(Text-to-region grounding data)
>>

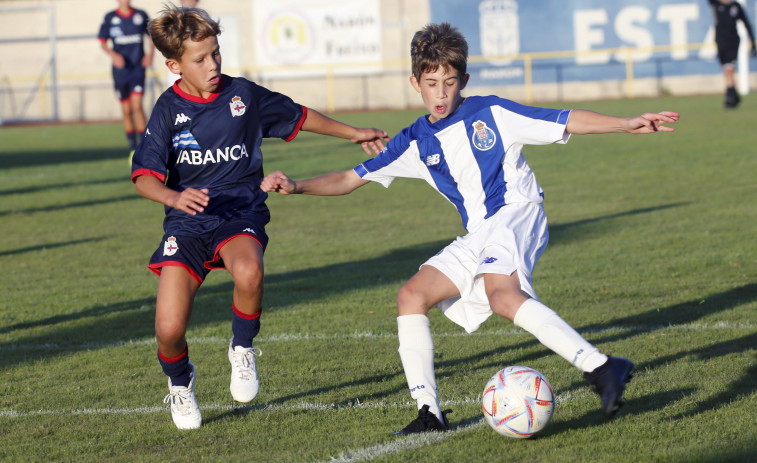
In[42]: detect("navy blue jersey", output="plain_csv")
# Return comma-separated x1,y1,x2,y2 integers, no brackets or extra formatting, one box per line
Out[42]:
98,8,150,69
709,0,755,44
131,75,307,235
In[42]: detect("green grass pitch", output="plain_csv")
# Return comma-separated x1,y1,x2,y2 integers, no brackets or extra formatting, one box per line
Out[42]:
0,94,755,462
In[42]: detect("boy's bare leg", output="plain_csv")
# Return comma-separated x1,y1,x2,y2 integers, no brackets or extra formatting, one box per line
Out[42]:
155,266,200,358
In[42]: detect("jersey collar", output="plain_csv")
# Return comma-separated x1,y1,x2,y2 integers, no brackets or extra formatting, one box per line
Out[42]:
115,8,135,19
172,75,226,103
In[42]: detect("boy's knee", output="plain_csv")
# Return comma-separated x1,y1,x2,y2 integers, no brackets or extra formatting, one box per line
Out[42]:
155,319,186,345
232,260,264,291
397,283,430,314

<<

> **WORK INSTRUCTION**:
The answer must be every line of the records that contains the word "output".

> **RESPONSE TO THIS TASK**:
In[42]: detect("navy blue jersey", output="plain_csv")
In[42]: detect("green grass pitch", output="plain_csv")
In[42]: detect("boy's bare leg", output="plain_csv")
In[42]: detect("jersey collar", output="plain_csv")
In[42]: detect("boy's knee", output="plain_csv")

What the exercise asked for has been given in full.